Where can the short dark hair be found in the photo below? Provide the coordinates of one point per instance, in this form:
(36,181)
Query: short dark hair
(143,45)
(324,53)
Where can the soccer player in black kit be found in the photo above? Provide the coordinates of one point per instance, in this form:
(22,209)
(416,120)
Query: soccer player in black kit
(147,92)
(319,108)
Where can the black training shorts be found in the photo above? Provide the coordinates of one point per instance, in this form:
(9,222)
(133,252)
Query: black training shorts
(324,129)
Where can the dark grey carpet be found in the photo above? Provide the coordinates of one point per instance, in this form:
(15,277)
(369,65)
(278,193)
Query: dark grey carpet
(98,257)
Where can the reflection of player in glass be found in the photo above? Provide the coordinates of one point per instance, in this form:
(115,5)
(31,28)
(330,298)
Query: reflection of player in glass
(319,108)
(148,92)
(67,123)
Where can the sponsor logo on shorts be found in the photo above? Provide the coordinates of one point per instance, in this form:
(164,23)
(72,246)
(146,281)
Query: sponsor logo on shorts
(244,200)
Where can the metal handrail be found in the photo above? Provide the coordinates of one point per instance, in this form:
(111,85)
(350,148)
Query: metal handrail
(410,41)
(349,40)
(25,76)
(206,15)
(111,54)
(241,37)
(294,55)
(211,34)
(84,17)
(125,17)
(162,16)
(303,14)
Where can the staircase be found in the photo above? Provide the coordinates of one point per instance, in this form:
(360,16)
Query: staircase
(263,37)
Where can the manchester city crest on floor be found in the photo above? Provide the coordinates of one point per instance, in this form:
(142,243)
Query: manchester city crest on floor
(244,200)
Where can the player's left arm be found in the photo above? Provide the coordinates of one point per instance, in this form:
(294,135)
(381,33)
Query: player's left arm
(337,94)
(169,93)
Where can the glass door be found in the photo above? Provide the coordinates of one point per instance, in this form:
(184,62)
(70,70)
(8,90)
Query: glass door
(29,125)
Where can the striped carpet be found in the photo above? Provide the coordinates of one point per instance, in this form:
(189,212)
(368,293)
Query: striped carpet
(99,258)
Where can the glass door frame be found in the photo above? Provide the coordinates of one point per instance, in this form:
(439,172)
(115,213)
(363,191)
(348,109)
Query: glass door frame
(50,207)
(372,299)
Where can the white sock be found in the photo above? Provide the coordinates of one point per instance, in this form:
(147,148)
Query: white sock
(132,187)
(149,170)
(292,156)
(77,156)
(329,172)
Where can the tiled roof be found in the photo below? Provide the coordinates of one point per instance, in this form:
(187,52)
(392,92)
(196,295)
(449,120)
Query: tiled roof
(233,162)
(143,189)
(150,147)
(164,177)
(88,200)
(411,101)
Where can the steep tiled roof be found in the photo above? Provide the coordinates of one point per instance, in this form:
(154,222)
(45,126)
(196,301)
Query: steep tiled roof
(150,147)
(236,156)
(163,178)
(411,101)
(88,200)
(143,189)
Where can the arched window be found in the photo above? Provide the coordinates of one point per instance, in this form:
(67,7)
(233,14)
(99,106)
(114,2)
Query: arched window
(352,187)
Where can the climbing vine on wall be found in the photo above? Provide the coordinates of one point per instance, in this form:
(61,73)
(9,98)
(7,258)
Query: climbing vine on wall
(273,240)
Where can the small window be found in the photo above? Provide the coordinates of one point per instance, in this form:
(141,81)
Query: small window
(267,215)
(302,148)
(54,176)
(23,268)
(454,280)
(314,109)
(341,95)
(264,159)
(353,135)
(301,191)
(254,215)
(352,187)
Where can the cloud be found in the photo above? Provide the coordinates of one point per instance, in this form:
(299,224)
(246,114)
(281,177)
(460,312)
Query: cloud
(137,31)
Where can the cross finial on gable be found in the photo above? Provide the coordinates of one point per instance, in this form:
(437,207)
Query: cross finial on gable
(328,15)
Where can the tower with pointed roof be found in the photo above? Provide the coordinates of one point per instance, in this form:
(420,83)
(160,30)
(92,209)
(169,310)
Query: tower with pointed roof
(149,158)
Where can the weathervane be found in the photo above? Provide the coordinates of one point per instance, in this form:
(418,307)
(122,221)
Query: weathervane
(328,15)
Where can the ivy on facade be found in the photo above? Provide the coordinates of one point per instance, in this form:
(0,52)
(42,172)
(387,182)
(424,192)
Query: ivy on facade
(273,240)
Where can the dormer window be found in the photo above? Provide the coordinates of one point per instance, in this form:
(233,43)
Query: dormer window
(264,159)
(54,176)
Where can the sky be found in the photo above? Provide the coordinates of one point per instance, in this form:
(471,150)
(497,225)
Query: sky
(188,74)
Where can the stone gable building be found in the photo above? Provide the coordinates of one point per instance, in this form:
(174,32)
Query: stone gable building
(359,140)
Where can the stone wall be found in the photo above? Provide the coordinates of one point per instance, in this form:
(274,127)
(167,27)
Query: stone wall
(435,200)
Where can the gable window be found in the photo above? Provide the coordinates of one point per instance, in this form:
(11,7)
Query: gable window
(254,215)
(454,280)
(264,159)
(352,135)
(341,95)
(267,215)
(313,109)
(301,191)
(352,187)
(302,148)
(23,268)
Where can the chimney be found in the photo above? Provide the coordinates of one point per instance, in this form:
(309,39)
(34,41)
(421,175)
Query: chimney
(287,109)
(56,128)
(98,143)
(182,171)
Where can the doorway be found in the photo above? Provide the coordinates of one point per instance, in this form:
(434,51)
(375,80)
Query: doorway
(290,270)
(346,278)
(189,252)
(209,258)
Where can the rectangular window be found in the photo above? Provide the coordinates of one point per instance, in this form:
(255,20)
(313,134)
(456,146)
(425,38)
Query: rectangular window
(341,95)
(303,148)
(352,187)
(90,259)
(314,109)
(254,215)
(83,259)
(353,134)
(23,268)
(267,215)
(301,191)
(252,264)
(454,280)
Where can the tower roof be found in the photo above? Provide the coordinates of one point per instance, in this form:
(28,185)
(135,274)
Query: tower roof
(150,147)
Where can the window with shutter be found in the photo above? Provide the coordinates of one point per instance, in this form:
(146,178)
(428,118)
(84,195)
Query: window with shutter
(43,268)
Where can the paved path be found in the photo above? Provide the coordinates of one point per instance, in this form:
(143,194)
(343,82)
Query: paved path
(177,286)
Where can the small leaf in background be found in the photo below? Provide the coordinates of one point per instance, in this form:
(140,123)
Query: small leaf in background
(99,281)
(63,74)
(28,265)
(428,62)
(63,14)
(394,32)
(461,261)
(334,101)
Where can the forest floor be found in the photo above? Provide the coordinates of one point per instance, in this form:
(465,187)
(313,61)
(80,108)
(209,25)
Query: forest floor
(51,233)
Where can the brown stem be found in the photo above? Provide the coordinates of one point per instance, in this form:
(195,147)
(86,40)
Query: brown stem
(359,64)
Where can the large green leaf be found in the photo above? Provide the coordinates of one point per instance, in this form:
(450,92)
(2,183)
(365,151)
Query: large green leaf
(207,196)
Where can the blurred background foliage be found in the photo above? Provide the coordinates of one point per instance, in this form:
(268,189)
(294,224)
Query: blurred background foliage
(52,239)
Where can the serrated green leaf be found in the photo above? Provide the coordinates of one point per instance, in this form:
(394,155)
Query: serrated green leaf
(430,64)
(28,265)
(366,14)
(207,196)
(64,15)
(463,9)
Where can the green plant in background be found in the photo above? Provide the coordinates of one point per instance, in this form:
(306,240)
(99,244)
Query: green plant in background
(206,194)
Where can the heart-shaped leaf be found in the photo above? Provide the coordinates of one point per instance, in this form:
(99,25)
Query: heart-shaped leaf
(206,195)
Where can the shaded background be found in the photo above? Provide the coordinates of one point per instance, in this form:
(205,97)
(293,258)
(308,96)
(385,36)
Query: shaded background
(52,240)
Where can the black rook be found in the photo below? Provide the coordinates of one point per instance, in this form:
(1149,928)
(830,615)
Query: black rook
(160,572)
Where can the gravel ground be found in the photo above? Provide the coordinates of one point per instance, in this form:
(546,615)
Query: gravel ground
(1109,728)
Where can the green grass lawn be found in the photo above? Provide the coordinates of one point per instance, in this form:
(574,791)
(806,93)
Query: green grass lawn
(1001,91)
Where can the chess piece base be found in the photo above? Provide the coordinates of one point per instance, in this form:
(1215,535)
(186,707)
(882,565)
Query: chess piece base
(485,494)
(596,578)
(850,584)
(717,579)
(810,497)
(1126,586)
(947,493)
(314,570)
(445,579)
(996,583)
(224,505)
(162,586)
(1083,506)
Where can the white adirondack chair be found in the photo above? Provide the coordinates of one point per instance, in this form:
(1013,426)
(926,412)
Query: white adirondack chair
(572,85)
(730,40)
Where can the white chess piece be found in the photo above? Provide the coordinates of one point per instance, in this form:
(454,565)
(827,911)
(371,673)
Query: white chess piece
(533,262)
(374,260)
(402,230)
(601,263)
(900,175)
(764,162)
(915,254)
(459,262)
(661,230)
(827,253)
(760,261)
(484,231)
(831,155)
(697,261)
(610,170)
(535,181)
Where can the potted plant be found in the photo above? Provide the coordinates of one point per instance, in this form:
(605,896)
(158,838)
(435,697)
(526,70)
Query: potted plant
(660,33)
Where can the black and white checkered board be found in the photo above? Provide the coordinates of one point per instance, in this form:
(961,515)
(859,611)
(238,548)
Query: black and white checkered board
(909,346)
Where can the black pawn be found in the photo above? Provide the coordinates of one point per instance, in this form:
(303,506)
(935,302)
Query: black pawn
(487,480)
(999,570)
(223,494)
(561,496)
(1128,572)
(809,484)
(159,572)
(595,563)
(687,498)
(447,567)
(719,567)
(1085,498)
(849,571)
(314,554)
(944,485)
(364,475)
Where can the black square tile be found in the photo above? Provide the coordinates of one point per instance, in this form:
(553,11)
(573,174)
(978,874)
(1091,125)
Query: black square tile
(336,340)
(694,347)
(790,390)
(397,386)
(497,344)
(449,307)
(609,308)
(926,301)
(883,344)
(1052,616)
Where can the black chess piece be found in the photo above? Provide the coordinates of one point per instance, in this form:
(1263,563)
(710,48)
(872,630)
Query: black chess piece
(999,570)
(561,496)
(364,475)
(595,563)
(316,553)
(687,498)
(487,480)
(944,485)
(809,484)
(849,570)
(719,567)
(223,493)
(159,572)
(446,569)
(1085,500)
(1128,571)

— Written problem —
Write out only the final block of lines, starting at the line with "Where can the chess" and running to the end of the material.

— Solution for this exercise —
Where can the chess piece base be found in the photo above? Provide the coordinates of one point per instance, in this form:
(1215,535)
(186,707)
(882,565)
Query: chess piece base
(485,494)
(596,578)
(850,584)
(717,579)
(810,497)
(1126,586)
(947,493)
(314,570)
(445,579)
(996,583)
(224,505)
(162,586)
(1083,506)
Where can the white adirondack chair be found in the photo above? Provide the coordinates of one point per instance, in this form:
(1013,426)
(926,412)
Query: white adirondack chair
(572,85)
(730,40)
Where can the white chess piece be found in the photo above? Provide the coordinates of one point per instance, in this form:
(454,565)
(827,911)
(371,673)
Query: white chess piece
(533,262)
(374,260)
(402,230)
(601,263)
(900,175)
(764,162)
(915,254)
(459,262)
(661,230)
(827,253)
(760,261)
(484,231)
(831,155)
(697,261)
(610,170)
(535,181)
Where can the potted plant be found in the photo above? Provide the coordinates of one point per instance, in this form:
(605,896)
(158,838)
(435,697)
(526,70)
Query: potted plant
(660,33)
Where can the black and white checkered board be found in the photo above? Provide the coordinates of one point per instance, in this form:
(961,515)
(859,611)
(238,548)
Query: black and white checkered board
(909,346)
Where can the black pawn be found in the photo above? Provide the coordinates of one point per instance, in this form:
(303,506)
(935,302)
Query: black pawn
(487,480)
(999,570)
(223,494)
(561,496)
(1128,572)
(809,484)
(159,572)
(595,563)
(687,498)
(447,567)
(719,567)
(1085,498)
(849,571)
(314,554)
(944,485)
(364,475)
Where can the black square tile be found in the photo above? Provide the coordinates of one point per instance, in this form:
(553,11)
(573,174)
(978,874)
(1091,125)
Query: black square tile
(336,340)
(694,347)
(790,390)
(397,386)
(497,344)
(449,307)
(609,308)
(926,301)
(883,344)
(1052,616)
Where can the black chess piece be found in the photo above? Provide the coordinates of one point per instance, in this form:
(1263,563)
(710,48)
(872,630)
Query: black chess piece
(999,570)
(561,496)
(364,475)
(595,563)
(316,553)
(687,498)
(487,480)
(944,485)
(809,484)
(849,570)
(719,567)
(223,493)
(159,572)
(446,569)
(1085,500)
(1128,571)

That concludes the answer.